START Data records

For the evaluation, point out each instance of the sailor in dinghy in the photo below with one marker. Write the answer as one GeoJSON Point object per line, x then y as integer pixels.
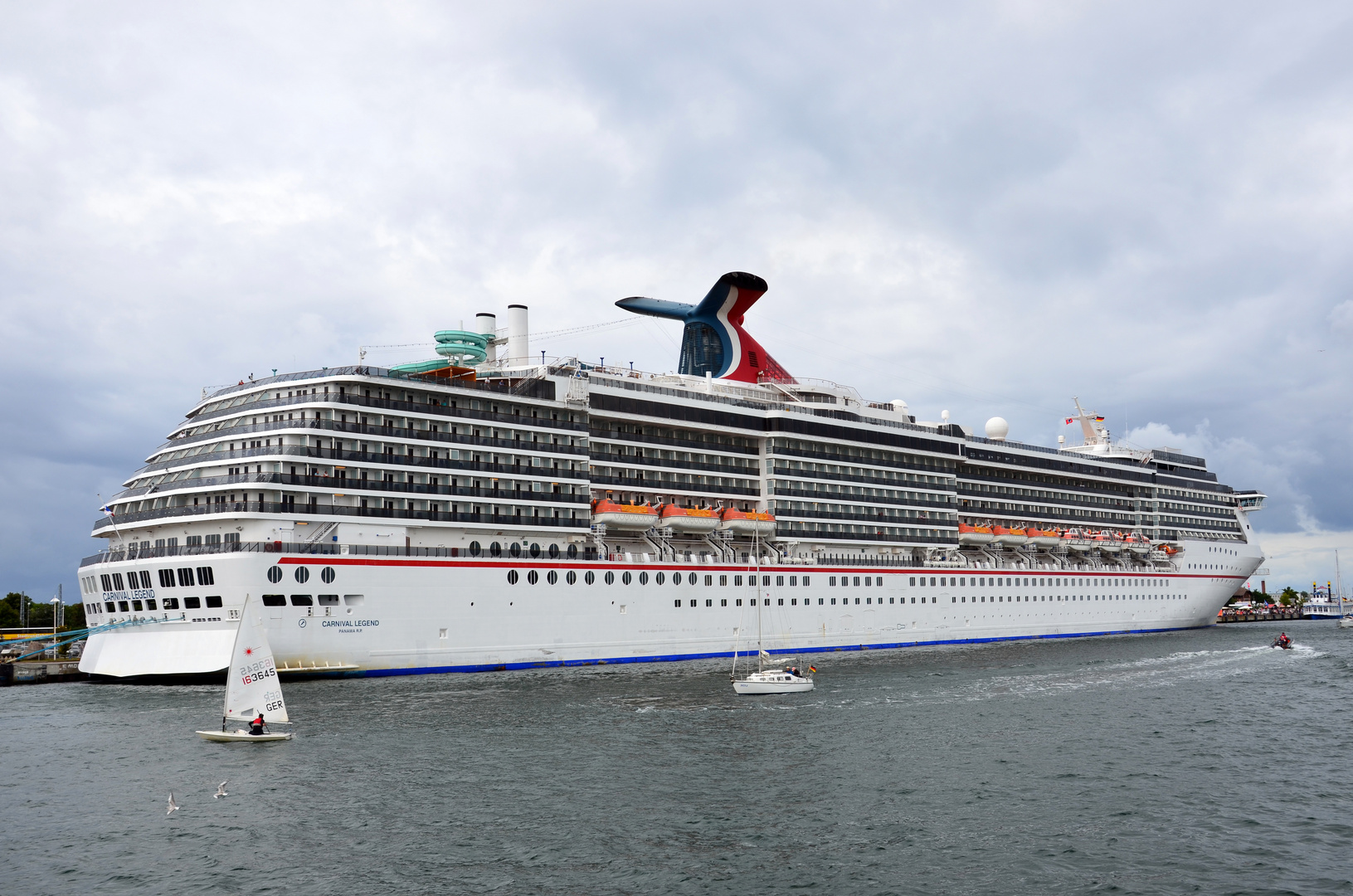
{"type": "Point", "coordinates": [252, 685]}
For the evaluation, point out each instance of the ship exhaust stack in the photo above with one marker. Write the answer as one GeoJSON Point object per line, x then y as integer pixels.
{"type": "Point", "coordinates": [518, 338]}
{"type": "Point", "coordinates": [487, 324]}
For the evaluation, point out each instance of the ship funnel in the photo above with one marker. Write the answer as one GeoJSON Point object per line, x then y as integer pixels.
{"type": "Point", "coordinates": [487, 324]}
{"type": "Point", "coordinates": [518, 338]}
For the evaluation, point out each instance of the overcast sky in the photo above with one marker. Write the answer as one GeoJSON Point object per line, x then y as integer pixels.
{"type": "Point", "coordinates": [984, 209]}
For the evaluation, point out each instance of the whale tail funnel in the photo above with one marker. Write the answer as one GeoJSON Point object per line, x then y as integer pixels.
{"type": "Point", "coordinates": [714, 340]}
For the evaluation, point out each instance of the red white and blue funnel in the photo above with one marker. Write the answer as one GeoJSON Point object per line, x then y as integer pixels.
{"type": "Point", "coordinates": [714, 340]}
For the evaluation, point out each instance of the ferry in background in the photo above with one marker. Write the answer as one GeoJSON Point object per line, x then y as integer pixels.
{"type": "Point", "coordinates": [479, 510]}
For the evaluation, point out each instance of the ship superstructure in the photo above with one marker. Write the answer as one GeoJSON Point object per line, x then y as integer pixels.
{"type": "Point", "coordinates": [480, 510]}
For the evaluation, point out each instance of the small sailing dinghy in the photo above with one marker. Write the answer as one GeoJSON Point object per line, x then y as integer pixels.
{"type": "Point", "coordinates": [767, 681]}
{"type": "Point", "coordinates": [252, 685]}
{"type": "Point", "coordinates": [771, 681]}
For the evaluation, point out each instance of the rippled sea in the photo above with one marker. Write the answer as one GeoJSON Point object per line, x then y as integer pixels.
{"type": "Point", "coordinates": [1188, 762]}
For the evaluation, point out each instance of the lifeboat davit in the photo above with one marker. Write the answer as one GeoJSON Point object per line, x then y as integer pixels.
{"type": "Point", "coordinates": [975, 533]}
{"type": "Point", "coordinates": [1074, 540]}
{"type": "Point", "coordinates": [1108, 542]}
{"type": "Point", "coordinates": [1044, 538]}
{"type": "Point", "coordinates": [1010, 536]}
{"type": "Point", "coordinates": [624, 516]}
{"type": "Point", "coordinates": [698, 520]}
{"type": "Point", "coordinates": [747, 523]}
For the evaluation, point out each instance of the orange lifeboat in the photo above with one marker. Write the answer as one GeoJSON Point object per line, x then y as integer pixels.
{"type": "Point", "coordinates": [747, 523]}
{"type": "Point", "coordinates": [698, 520]}
{"type": "Point", "coordinates": [1014, 538]}
{"type": "Point", "coordinates": [624, 516]}
{"type": "Point", "coordinates": [975, 533]}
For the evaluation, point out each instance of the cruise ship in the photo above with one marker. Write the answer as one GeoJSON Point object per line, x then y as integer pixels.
{"type": "Point", "coordinates": [487, 509]}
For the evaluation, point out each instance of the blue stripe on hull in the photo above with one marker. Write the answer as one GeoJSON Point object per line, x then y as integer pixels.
{"type": "Point", "coordinates": [666, 658]}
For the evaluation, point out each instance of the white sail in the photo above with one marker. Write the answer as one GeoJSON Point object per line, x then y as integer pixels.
{"type": "Point", "coordinates": [252, 685]}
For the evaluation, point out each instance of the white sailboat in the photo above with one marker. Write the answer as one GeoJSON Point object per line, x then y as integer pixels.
{"type": "Point", "coordinates": [252, 685]}
{"type": "Point", "coordinates": [1346, 617]}
{"type": "Point", "coordinates": [767, 681]}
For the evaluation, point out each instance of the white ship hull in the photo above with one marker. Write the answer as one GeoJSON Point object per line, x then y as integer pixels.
{"type": "Point", "coordinates": [437, 615]}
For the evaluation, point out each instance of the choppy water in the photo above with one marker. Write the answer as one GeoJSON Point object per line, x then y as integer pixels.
{"type": "Point", "coordinates": [1188, 762]}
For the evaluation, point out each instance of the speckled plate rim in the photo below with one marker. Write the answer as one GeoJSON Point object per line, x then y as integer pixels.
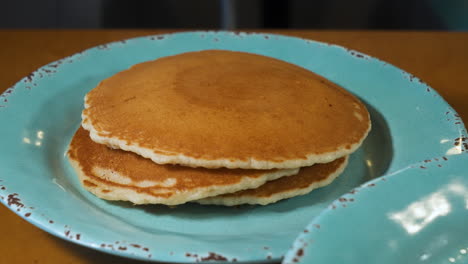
{"type": "Point", "coordinates": [312, 242]}
{"type": "Point", "coordinates": [139, 251]}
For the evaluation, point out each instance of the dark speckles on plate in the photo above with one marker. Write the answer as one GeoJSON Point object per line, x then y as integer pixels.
{"type": "Point", "coordinates": [213, 257]}
{"type": "Point", "coordinates": [13, 199]}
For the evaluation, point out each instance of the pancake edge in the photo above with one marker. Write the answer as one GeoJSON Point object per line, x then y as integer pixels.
{"type": "Point", "coordinates": [253, 200]}
{"type": "Point", "coordinates": [176, 199]}
{"type": "Point", "coordinates": [250, 163]}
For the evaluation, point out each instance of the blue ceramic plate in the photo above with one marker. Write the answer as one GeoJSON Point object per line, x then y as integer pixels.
{"type": "Point", "coordinates": [39, 115]}
{"type": "Point", "coordinates": [416, 215]}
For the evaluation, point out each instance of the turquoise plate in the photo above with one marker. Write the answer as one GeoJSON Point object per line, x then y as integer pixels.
{"type": "Point", "coordinates": [39, 115]}
{"type": "Point", "coordinates": [418, 214]}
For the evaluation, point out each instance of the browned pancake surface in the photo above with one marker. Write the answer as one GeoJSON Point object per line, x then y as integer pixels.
{"type": "Point", "coordinates": [161, 180]}
{"type": "Point", "coordinates": [216, 104]}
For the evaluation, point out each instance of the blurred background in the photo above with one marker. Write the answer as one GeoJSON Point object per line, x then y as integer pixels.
{"type": "Point", "coordinates": [237, 14]}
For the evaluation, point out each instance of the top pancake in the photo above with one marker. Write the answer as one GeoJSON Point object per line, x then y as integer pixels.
{"type": "Point", "coordinates": [217, 108]}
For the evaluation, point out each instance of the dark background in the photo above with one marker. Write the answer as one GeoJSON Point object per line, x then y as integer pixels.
{"type": "Point", "coordinates": [237, 14]}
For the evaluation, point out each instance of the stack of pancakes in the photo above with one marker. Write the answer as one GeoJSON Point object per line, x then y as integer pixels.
{"type": "Point", "coordinates": [215, 127]}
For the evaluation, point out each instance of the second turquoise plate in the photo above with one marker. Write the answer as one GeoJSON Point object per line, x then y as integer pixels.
{"type": "Point", "coordinates": [39, 115]}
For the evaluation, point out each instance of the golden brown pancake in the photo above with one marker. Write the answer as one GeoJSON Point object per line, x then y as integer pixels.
{"type": "Point", "coordinates": [115, 174]}
{"type": "Point", "coordinates": [308, 179]}
{"type": "Point", "coordinates": [217, 108]}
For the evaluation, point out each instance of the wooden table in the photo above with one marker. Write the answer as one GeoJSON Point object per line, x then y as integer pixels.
{"type": "Point", "coordinates": [440, 59]}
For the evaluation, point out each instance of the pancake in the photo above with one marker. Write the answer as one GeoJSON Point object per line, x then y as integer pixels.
{"type": "Point", "coordinates": [218, 108]}
{"type": "Point", "coordinates": [114, 174]}
{"type": "Point", "coordinates": [308, 179]}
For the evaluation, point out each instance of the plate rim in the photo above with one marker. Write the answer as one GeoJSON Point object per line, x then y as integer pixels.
{"type": "Point", "coordinates": [12, 91]}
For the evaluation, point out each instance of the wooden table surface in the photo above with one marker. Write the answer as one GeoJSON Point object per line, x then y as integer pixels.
{"type": "Point", "coordinates": [438, 58]}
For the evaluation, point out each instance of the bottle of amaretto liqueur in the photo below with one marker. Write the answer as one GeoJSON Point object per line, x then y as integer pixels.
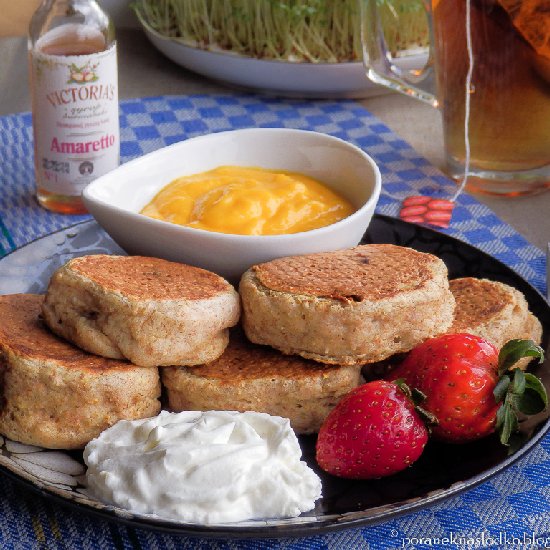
{"type": "Point", "coordinates": [74, 87]}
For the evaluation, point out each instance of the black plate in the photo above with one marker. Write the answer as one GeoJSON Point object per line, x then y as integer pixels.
{"type": "Point", "coordinates": [442, 471]}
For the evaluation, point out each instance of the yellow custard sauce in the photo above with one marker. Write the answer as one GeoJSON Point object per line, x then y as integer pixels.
{"type": "Point", "coordinates": [248, 201]}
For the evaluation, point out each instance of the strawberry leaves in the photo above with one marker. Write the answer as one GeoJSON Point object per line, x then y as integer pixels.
{"type": "Point", "coordinates": [514, 350]}
{"type": "Point", "coordinates": [517, 391]}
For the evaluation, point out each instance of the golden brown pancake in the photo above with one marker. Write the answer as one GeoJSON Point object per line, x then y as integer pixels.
{"type": "Point", "coordinates": [249, 377]}
{"type": "Point", "coordinates": [347, 307]}
{"type": "Point", "coordinates": [57, 396]}
{"type": "Point", "coordinates": [150, 311]}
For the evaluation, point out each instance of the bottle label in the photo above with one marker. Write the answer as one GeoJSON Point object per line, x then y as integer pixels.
{"type": "Point", "coordinates": [75, 118]}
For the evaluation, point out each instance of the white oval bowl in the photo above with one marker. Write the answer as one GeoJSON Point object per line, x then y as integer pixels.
{"type": "Point", "coordinates": [116, 198]}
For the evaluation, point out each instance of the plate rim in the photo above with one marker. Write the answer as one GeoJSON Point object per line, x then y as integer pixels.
{"type": "Point", "coordinates": [334, 522]}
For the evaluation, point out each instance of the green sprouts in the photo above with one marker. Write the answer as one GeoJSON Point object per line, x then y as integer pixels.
{"type": "Point", "coordinates": [316, 31]}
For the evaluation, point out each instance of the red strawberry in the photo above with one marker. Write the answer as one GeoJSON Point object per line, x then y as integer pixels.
{"type": "Point", "coordinates": [373, 431]}
{"type": "Point", "coordinates": [464, 379]}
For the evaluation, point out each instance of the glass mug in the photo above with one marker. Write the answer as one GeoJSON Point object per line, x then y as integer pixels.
{"type": "Point", "coordinates": [490, 58]}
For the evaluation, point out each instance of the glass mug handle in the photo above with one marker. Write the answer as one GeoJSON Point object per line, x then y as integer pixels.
{"type": "Point", "coordinates": [388, 68]}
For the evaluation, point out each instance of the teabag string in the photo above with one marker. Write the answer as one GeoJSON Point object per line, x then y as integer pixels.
{"type": "Point", "coordinates": [438, 212]}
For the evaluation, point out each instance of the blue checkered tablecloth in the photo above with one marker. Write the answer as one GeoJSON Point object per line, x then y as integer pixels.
{"type": "Point", "coordinates": [512, 510]}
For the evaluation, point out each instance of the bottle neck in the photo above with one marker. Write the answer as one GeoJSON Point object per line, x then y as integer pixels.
{"type": "Point", "coordinates": [70, 21]}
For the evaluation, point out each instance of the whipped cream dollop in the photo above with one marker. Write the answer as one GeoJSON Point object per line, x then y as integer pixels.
{"type": "Point", "coordinates": [203, 467]}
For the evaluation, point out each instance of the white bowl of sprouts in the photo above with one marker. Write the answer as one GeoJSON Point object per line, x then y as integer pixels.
{"type": "Point", "coordinates": [303, 49]}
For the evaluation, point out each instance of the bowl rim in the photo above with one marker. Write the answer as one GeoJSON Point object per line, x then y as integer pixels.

END Data records

Print the data exactly, from the line with "For the evaluation, point out each instance of the white bowl" up to and including the last line of the data.

# Expected answer:
For the evaluation, point out each instance of the white bowl of sprouts in the photo above with one marker. Write the answer as one GeoJSON Point object per line, x then y as integer pixels.
{"type": "Point", "coordinates": [303, 49]}
For the evaluation, point out each instance of the bowl rim in the photo above with one marker. Write the answer as one GeoJSON Point object per line, x then y as integer pixels.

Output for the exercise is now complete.